## Document excerpt
=====

- The cover of Comet from 6 December 1952, art by Reg Parlett.

Publication information
- Publisher: J.B. Allen (1946 to 1949) Amalgamated Press (1949 to 1959) Fleetway Publications (1959)
- Schedule: Weekly
- Format: Ongoing series
- Publication date: 20 September 1946 – 17 October 1959
- No. of issues: 580

Creative team
- Written by: Mike Butterworth Edward Holmes Leonard Matthews
- Artist(s): Reg Bunn Geoff Campion Derek Eyles Philip Mendoza Patrick Nicolle Reg Parlett Sep E. Scott
- Editor(s): Edward Holmes Alfred Wallace

= The Comet (British comics) =

British weekly comic

The Comet was a weekly British comics periodical published by J.B. Allen and later Amalgamated Press and Fleetway Publications from 20 September 1946 to 17 October 1959. Initially a children's newspaper, The Comet was transformed into a boys' adventure comic in May 1949 by editor Edward Holmes when J.B. Allen were purchased by Amalgamated Press. Also known as Comet Comic, The Comet Adventure Weekly, Comet Weekly and simply Comet as various points the title continued until October 1959, reaching 580 issues before being merged with another AP boys' comic, Tiger.

=====

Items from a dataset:
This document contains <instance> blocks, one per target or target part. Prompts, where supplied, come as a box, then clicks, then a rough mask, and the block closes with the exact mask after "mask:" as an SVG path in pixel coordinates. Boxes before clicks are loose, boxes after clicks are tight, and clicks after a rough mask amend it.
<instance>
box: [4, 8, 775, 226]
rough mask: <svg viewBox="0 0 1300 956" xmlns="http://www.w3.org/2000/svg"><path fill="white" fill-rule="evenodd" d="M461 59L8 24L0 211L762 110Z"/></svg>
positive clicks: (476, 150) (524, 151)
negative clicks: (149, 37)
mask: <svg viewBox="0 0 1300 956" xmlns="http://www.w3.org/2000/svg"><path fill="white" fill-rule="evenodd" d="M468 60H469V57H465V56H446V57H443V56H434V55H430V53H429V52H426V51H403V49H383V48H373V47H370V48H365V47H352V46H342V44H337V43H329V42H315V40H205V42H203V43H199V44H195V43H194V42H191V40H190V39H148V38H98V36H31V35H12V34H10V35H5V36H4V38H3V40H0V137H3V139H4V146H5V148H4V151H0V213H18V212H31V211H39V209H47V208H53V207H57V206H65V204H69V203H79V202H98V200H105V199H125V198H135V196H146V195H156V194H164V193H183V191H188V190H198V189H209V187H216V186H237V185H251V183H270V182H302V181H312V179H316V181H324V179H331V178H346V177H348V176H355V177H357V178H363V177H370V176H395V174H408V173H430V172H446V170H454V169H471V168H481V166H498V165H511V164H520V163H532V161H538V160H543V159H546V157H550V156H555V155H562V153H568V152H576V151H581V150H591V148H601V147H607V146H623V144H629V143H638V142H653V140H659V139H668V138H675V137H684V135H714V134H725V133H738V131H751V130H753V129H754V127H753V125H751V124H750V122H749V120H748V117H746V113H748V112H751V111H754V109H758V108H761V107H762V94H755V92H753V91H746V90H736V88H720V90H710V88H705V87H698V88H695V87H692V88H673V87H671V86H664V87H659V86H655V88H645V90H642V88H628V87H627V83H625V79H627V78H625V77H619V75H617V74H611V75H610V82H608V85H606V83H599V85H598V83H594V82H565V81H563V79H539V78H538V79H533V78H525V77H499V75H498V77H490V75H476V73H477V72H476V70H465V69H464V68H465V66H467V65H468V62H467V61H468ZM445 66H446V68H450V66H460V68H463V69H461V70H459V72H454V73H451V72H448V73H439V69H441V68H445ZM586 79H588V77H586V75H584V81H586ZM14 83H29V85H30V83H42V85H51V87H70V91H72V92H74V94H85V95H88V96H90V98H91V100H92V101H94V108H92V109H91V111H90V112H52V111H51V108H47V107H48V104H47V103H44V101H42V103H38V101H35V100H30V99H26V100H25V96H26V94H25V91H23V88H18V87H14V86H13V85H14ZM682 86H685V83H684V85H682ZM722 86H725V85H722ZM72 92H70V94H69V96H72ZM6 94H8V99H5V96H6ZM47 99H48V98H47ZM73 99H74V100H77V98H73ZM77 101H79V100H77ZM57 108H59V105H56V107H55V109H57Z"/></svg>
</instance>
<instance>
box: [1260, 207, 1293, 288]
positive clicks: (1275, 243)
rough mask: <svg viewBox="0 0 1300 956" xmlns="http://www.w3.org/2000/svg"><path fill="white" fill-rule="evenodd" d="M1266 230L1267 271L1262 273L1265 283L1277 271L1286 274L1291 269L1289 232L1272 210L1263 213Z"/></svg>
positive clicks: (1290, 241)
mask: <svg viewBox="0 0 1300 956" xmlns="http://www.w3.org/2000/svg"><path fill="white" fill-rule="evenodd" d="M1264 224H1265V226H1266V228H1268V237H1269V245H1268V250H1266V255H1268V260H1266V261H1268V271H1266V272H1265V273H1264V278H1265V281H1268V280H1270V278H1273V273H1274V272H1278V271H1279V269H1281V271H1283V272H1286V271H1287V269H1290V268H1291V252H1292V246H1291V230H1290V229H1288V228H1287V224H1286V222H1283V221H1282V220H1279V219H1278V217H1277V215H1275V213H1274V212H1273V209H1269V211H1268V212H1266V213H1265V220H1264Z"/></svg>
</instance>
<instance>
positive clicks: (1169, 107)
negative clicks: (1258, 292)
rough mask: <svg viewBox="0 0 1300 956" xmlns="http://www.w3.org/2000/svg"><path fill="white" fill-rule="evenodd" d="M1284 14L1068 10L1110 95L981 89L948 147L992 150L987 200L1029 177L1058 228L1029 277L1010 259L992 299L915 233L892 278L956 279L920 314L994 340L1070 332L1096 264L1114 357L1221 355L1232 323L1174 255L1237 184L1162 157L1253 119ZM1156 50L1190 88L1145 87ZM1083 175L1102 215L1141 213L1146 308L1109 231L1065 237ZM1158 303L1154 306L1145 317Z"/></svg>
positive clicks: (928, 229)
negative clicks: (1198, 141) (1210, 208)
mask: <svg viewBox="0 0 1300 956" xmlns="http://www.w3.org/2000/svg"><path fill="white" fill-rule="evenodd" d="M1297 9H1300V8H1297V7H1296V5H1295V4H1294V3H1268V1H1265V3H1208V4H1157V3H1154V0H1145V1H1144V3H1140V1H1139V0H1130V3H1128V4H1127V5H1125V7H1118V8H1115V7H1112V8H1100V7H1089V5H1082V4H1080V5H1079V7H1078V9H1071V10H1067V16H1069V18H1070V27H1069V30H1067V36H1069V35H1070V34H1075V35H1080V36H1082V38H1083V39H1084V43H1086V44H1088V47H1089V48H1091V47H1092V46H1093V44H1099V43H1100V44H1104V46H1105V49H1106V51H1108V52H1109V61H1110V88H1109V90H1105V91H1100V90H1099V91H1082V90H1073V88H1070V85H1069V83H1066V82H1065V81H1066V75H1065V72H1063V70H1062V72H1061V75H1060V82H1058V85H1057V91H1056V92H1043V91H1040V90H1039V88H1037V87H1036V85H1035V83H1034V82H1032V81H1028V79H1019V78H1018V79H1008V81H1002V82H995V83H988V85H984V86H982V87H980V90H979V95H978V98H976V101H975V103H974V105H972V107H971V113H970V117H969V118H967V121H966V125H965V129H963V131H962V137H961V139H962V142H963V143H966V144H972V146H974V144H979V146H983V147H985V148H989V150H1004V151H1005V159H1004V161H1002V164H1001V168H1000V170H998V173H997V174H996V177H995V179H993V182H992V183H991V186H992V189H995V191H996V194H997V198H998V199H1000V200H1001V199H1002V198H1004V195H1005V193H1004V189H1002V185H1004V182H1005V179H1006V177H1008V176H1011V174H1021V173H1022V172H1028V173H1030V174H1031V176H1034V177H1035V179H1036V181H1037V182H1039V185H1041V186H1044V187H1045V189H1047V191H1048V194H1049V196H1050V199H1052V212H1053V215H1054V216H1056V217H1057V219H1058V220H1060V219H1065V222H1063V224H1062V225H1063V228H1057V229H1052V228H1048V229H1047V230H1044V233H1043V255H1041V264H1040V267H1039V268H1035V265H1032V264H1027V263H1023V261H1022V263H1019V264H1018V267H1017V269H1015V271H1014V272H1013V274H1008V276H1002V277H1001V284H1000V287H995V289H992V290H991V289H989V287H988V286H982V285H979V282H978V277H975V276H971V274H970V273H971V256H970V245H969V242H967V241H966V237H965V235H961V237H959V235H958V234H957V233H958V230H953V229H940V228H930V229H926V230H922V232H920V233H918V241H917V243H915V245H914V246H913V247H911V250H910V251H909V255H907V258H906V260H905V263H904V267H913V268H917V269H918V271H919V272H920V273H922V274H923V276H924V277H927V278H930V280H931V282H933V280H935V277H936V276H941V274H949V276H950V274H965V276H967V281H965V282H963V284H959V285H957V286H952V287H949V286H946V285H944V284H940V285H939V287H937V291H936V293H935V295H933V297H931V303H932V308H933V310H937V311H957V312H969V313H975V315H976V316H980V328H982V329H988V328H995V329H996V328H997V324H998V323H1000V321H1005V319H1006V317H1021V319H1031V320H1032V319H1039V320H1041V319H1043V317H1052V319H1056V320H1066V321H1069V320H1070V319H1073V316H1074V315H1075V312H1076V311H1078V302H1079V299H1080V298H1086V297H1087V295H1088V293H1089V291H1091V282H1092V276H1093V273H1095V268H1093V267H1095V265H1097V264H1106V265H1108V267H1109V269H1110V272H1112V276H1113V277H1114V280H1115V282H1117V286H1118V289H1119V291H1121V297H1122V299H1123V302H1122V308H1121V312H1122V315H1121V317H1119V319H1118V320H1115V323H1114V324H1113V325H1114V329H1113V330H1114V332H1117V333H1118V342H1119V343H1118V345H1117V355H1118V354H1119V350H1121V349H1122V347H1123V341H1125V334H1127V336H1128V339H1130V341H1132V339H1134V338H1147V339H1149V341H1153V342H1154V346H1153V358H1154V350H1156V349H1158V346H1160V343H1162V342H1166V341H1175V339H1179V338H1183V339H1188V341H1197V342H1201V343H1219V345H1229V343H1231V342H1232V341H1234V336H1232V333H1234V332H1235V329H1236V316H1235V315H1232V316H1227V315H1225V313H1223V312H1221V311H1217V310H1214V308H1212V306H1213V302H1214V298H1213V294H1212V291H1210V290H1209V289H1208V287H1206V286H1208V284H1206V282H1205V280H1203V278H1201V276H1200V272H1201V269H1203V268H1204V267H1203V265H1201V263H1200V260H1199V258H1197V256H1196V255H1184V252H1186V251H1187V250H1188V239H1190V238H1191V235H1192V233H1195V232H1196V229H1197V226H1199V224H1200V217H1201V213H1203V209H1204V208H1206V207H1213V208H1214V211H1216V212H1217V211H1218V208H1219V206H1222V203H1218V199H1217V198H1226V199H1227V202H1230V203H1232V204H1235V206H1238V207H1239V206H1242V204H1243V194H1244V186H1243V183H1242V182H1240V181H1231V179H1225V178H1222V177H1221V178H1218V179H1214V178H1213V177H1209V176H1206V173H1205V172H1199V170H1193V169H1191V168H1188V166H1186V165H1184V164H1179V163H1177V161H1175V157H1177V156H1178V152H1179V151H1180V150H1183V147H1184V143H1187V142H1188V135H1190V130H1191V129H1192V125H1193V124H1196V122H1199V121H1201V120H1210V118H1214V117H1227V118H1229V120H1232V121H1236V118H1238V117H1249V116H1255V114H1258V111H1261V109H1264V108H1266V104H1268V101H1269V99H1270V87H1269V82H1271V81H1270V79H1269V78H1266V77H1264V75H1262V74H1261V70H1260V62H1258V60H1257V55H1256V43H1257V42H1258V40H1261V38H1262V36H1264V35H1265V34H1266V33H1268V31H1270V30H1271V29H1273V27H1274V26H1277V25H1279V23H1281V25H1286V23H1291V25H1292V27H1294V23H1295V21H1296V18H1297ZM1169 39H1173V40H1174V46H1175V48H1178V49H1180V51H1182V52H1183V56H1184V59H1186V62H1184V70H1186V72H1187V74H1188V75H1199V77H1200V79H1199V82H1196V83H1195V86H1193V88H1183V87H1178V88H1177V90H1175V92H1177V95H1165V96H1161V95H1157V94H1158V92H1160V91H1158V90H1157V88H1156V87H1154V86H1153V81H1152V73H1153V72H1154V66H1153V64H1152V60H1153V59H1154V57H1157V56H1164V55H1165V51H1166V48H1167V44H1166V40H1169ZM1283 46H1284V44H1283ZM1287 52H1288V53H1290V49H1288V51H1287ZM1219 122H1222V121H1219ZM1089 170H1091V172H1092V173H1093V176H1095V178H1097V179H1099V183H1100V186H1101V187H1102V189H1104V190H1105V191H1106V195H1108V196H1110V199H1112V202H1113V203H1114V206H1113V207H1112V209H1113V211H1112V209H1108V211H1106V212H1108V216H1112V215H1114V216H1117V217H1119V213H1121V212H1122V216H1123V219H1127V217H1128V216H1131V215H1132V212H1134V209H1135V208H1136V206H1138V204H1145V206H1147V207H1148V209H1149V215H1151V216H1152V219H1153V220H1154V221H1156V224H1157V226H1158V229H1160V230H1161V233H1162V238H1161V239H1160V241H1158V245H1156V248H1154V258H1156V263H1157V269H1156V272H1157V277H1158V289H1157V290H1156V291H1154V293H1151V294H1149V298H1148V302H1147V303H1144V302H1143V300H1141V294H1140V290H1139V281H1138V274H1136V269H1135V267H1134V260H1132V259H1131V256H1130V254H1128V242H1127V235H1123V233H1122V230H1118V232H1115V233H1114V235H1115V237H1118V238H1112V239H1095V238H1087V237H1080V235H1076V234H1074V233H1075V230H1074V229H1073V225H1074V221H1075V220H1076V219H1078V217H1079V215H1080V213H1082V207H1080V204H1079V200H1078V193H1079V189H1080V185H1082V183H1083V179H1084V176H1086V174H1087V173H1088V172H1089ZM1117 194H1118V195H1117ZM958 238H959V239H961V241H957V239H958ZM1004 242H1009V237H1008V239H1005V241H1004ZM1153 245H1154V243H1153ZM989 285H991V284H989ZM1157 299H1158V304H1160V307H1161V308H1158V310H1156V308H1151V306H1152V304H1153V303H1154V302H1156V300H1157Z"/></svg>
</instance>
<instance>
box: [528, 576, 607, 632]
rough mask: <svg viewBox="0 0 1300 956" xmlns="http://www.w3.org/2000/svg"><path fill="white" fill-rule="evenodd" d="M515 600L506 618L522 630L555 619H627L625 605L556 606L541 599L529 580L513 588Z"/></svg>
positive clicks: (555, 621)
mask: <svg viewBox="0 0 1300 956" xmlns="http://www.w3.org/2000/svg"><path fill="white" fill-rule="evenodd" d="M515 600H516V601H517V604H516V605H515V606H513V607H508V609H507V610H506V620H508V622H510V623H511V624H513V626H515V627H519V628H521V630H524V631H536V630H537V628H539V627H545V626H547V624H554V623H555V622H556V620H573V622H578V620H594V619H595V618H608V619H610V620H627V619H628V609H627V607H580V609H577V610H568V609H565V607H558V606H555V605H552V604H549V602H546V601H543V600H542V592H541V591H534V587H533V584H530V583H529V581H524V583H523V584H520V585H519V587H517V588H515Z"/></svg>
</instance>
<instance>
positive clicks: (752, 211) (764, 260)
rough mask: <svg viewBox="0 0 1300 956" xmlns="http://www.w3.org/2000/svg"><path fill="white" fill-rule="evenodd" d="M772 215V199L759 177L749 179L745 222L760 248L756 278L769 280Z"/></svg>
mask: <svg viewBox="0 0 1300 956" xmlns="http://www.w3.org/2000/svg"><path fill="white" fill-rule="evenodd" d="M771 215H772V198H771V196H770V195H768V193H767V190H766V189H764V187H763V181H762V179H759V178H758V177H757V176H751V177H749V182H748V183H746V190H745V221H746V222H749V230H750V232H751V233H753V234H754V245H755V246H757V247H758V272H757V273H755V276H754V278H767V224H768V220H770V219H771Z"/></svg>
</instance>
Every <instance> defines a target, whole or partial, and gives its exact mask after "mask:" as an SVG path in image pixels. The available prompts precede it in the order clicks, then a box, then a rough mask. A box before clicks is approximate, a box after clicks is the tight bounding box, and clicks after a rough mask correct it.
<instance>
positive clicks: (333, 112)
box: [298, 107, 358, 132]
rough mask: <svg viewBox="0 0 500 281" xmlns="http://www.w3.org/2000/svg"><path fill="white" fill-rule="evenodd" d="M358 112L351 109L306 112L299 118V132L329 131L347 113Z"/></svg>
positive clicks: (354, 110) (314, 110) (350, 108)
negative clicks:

=====

Write out the entire article on The Comet comic exactly, word for word. The records were taken from a different source.

## Answer section
- The cover of Comet from 6 December 1952, art by Reg Parlett.

Publication information
- Publisher: J.B. Allen (1946 to 1949) Amalgamated Press (1949 to 1959) Fleetway Publications (1959)
- Schedule: Weekly
- Format: Ongoing series
- Publication date: 20 September 1946 – 17 October 1959
- No. of issues: 580

Creative team
- Written by: Mike Butterworth Edward Holmes Leonard Matthews
- Artist(s): Reg Bunn Geoff Campion Derek Eyles Philip Mendoza Patrick Nicolle Reg Parlett Sep E. Scott
- Editor(s): Edward Holmes Alfred Wallace

= The Comet (British comics) =

British weekly comic

The Comet was a weekly British comics periodical published by J.B. Allen and later Amalgamated Press and Fleetway Publications from 20 September 1946 to 17 October 1959. Initially a children's newspaper, The Comet was transformed into a boys' adventure comic in May 1949 by editor Edward Holmes when J.B. Allen were purchased by Amalgamated Press. Also known as Comet Comic, The Comet Adventure Weekly, Comet Weekly and simply Comet as various points the title continued until October 1959, reaching 580 issues before being merged with another AP boys' comic, Tiger.